In the records below, reproduce exactly the lines from the one containing "Target: sunlit grass patch" through the one containing "Target: blurred blue background", both included, and omit the pictures.

--- START ---

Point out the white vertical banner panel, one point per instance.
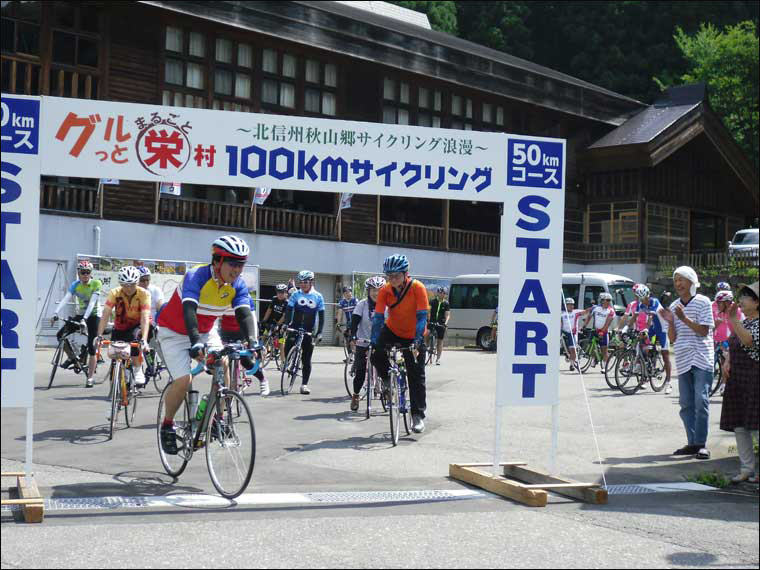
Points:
(20, 236)
(530, 282)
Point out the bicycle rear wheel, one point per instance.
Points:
(717, 375)
(657, 378)
(290, 371)
(174, 465)
(130, 396)
(609, 369)
(115, 395)
(56, 362)
(628, 372)
(230, 445)
(393, 409)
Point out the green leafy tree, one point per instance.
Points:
(442, 15)
(728, 62)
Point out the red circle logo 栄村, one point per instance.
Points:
(163, 149)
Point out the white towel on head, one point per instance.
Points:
(688, 273)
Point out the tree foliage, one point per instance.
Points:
(728, 62)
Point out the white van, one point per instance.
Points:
(473, 299)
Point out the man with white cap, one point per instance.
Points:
(690, 332)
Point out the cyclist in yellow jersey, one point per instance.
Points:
(186, 323)
(131, 307)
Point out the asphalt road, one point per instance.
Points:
(313, 444)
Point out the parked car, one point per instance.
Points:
(744, 241)
(473, 299)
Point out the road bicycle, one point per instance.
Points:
(635, 367)
(719, 362)
(397, 395)
(229, 437)
(290, 371)
(123, 390)
(67, 344)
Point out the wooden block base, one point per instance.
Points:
(524, 485)
(29, 497)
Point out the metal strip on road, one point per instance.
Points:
(256, 499)
(347, 498)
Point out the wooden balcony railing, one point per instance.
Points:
(25, 77)
(73, 198)
(602, 252)
(474, 242)
(408, 234)
(294, 222)
(205, 213)
(710, 259)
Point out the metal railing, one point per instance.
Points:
(73, 198)
(474, 242)
(410, 234)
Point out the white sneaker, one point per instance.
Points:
(139, 378)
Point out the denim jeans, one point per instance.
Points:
(694, 397)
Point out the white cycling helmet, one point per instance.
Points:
(375, 282)
(642, 292)
(230, 246)
(129, 275)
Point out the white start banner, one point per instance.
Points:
(20, 236)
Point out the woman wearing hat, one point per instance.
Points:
(741, 399)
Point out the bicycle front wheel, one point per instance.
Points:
(174, 465)
(230, 445)
(394, 410)
(56, 362)
(290, 371)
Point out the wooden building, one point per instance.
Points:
(642, 181)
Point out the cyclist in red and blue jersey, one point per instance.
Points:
(657, 327)
(187, 321)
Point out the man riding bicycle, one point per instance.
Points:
(131, 319)
(187, 321)
(407, 303)
(304, 307)
(440, 311)
(87, 291)
(361, 331)
(657, 327)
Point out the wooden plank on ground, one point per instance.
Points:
(27, 489)
(590, 494)
(499, 485)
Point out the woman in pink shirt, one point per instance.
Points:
(723, 327)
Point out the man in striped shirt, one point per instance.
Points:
(690, 332)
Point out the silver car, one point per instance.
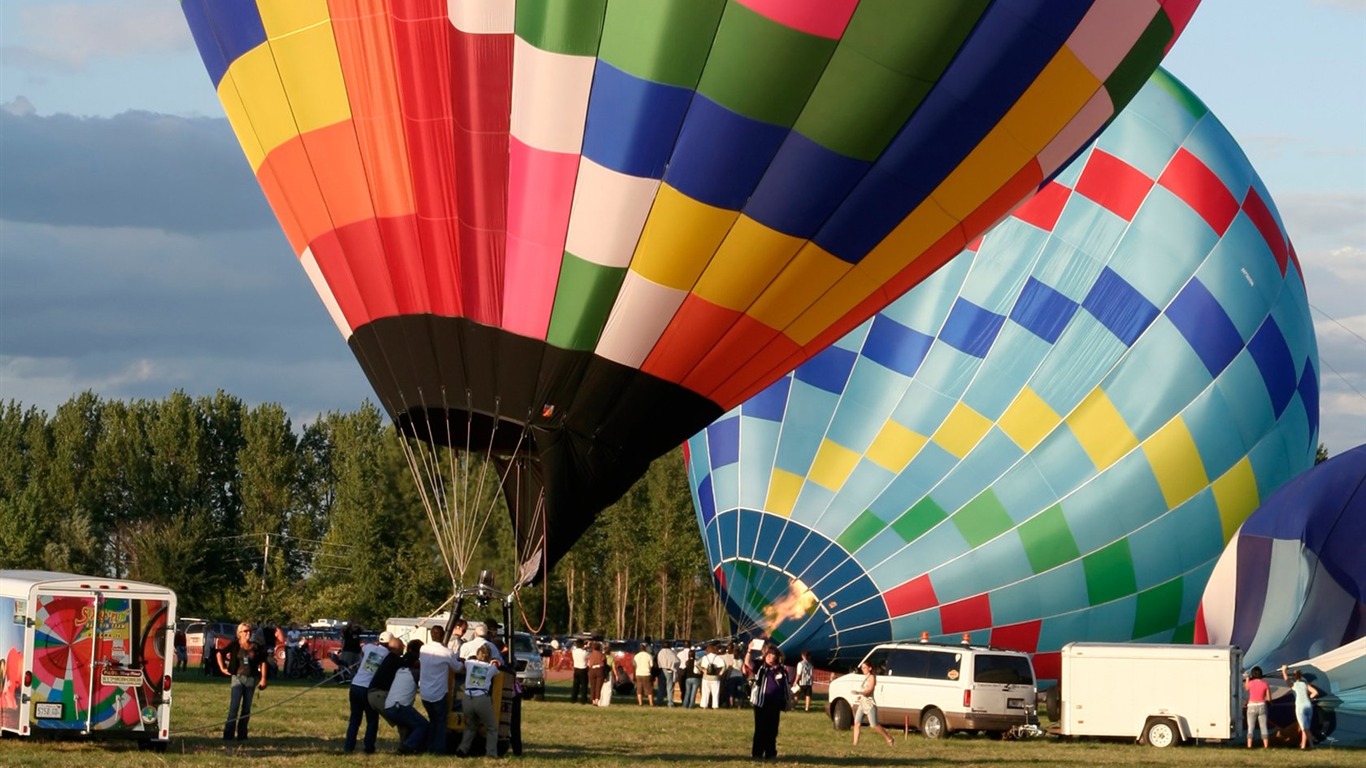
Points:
(530, 666)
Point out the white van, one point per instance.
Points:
(939, 689)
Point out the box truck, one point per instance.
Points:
(1157, 694)
(85, 655)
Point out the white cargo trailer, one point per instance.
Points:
(1159, 694)
(85, 655)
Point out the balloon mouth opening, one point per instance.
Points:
(776, 604)
(465, 431)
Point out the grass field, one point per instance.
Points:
(298, 727)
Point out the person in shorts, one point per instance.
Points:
(866, 705)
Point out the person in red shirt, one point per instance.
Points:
(1258, 693)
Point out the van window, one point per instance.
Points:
(879, 659)
(1007, 670)
(930, 664)
(907, 663)
(943, 666)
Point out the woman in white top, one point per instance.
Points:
(866, 705)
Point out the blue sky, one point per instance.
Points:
(137, 254)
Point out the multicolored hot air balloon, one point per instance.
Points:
(1048, 440)
(1292, 581)
(1291, 589)
(571, 232)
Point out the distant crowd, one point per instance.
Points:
(709, 677)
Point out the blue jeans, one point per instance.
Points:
(405, 716)
(690, 692)
(667, 686)
(359, 707)
(437, 712)
(239, 708)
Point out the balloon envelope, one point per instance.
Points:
(1048, 440)
(1292, 581)
(575, 231)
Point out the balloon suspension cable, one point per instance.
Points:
(523, 556)
(429, 492)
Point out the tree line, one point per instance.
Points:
(247, 515)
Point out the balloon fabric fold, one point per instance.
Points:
(1048, 440)
(571, 232)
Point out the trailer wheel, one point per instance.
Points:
(842, 715)
(933, 724)
(1161, 733)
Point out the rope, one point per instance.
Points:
(257, 711)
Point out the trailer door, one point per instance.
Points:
(63, 653)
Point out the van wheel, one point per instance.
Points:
(933, 724)
(842, 715)
(1161, 733)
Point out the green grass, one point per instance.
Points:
(298, 727)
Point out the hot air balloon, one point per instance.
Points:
(1292, 581)
(1048, 440)
(568, 234)
(1291, 589)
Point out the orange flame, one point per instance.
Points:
(798, 603)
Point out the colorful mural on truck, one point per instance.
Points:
(573, 232)
(99, 668)
(1048, 440)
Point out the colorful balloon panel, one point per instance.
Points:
(601, 223)
(1048, 440)
(1292, 582)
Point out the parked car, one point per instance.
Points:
(939, 689)
(530, 666)
(202, 640)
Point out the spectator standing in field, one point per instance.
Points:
(436, 664)
(398, 704)
(727, 679)
(372, 655)
(350, 653)
(644, 663)
(597, 671)
(712, 666)
(1258, 693)
(389, 666)
(579, 655)
(866, 705)
(481, 638)
(478, 703)
(667, 663)
(805, 677)
(243, 663)
(772, 697)
(690, 675)
(1305, 696)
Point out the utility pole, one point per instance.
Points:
(265, 560)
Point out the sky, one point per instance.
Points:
(138, 256)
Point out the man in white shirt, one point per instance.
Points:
(713, 666)
(644, 663)
(480, 671)
(437, 662)
(372, 655)
(579, 655)
(481, 637)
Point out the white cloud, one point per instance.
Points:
(21, 107)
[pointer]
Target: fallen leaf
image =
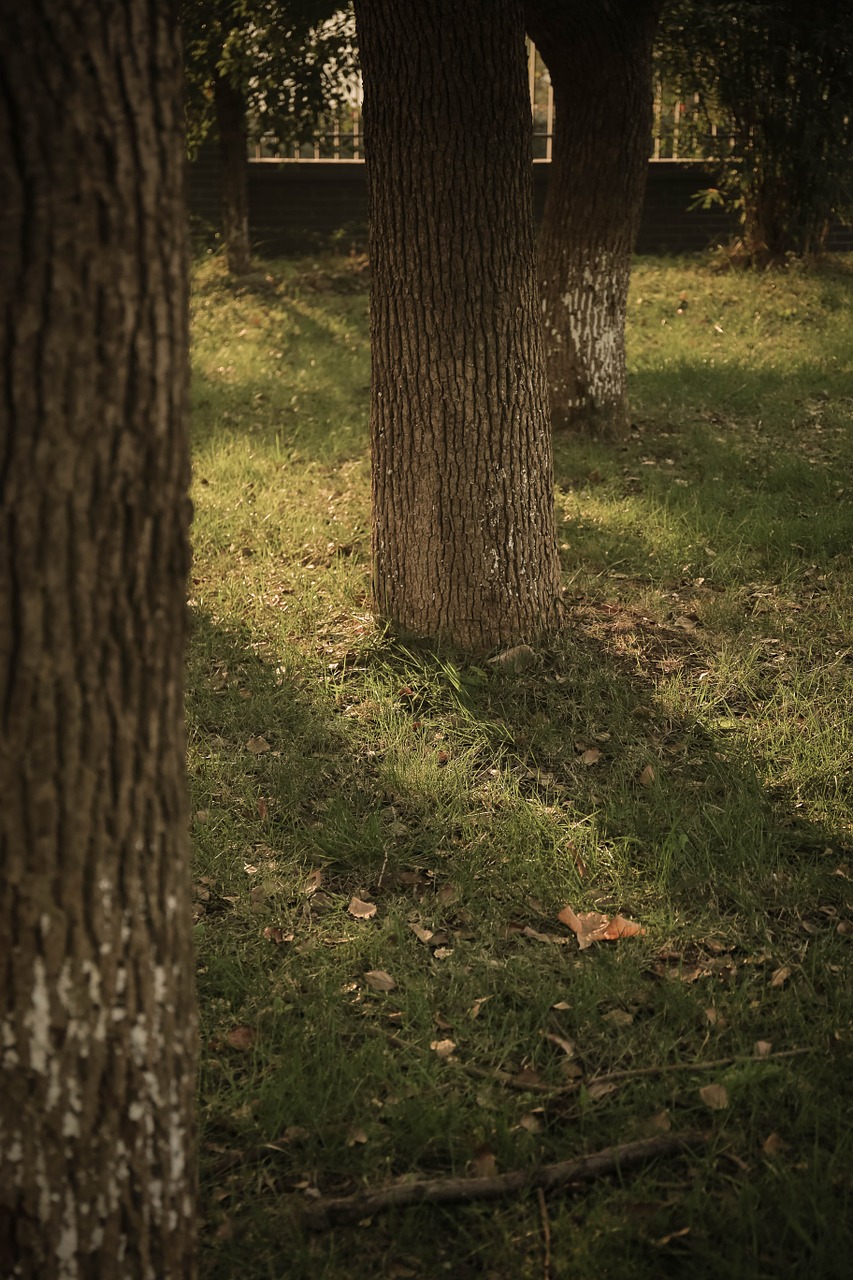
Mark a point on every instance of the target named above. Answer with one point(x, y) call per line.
point(566, 1046)
point(715, 1096)
point(313, 882)
point(241, 1037)
point(592, 927)
point(443, 1047)
point(379, 981)
point(420, 932)
point(278, 936)
point(361, 910)
point(772, 1144)
point(660, 1123)
point(619, 1018)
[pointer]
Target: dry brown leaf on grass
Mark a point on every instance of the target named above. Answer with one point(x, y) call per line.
point(592, 927)
point(241, 1037)
point(379, 981)
point(361, 910)
point(274, 935)
point(443, 1047)
point(313, 882)
point(715, 1096)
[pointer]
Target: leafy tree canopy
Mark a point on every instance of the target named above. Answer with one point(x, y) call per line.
point(776, 78)
point(290, 59)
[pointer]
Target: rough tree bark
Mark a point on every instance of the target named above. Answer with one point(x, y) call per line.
point(97, 1028)
point(600, 59)
point(233, 151)
point(464, 531)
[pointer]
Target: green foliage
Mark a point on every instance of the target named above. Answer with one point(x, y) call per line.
point(290, 59)
point(776, 80)
point(707, 567)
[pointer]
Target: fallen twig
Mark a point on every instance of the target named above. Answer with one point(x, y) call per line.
point(324, 1212)
point(693, 1066)
point(546, 1233)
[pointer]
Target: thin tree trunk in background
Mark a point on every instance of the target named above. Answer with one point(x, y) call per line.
point(463, 504)
point(600, 59)
point(97, 1027)
point(233, 151)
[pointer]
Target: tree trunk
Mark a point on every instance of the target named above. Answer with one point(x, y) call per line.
point(233, 150)
point(97, 1028)
point(464, 531)
point(600, 59)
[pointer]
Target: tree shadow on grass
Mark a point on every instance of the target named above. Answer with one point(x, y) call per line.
point(292, 375)
point(465, 798)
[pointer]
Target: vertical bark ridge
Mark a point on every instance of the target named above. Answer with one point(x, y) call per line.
point(464, 534)
point(601, 69)
point(96, 1015)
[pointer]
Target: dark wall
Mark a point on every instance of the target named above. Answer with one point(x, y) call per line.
point(301, 206)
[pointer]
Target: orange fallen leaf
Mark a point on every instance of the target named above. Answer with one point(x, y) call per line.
point(276, 935)
point(715, 1096)
point(241, 1037)
point(379, 981)
point(772, 1144)
point(443, 1047)
point(313, 882)
point(593, 927)
point(361, 910)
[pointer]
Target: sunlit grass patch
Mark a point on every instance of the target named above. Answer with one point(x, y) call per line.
point(679, 754)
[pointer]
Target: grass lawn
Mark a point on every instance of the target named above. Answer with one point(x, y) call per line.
point(679, 754)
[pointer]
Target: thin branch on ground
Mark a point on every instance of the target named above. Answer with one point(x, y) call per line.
point(324, 1212)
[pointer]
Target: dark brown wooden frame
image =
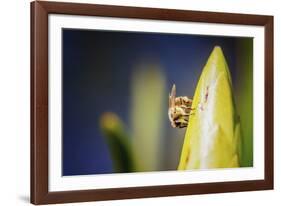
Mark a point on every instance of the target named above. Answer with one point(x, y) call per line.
point(39, 102)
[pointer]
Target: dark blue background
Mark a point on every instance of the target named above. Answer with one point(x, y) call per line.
point(97, 68)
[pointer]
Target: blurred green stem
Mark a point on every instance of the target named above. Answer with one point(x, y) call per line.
point(118, 142)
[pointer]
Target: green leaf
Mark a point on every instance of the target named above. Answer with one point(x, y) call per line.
point(118, 142)
point(212, 138)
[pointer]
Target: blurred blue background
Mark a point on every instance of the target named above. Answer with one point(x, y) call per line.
point(99, 69)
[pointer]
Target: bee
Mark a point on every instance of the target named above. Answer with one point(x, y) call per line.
point(179, 109)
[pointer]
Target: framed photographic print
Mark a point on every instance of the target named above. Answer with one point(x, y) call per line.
point(133, 102)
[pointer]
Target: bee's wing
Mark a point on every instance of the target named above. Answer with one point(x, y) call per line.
point(172, 96)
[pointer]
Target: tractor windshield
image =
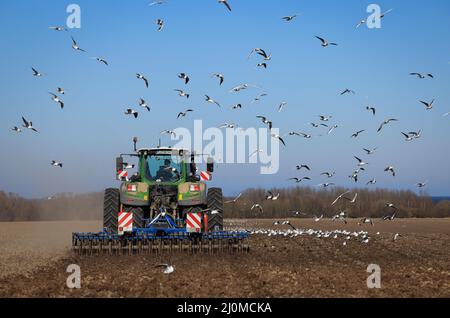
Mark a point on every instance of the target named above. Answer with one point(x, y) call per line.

--- END ---

### RESPONSE BOX
Target: sunlit grass patch
Mark a point on every instance of the target named above. Answer with one point(x, y) call per line.
point(679, 754)
[pointer]
Target: grass lawn
Mark a point on every instance of the target named above. Answer with one point(x, y) call per line.
point(679, 754)
[pointer]
Target: thin branch on ground
Mark a point on every instance of the target named above. Answer with one point(x, y) call per line.
point(324, 1212)
[pointer]
Target: dark brown wooden frame
image =
Mark a point on every instance of the target named above. Answer with one point(x, y) call per line.
point(39, 102)
[pointer]
Target: dark blue background
Mark a point on every instance of the target named above. Answer with one point(x, y) call per line.
point(97, 68)
[pointer]
Target: blurred green stem
Mark a point on every instance of the target named above. Answer with one point(x, y) call per line.
point(118, 142)
[pointer]
Target: green leaf
Mark a point on every instance of the target named above. Answer with one point(x, y) call per line.
point(118, 142)
point(212, 138)
[pointer]
Target: blurred blue background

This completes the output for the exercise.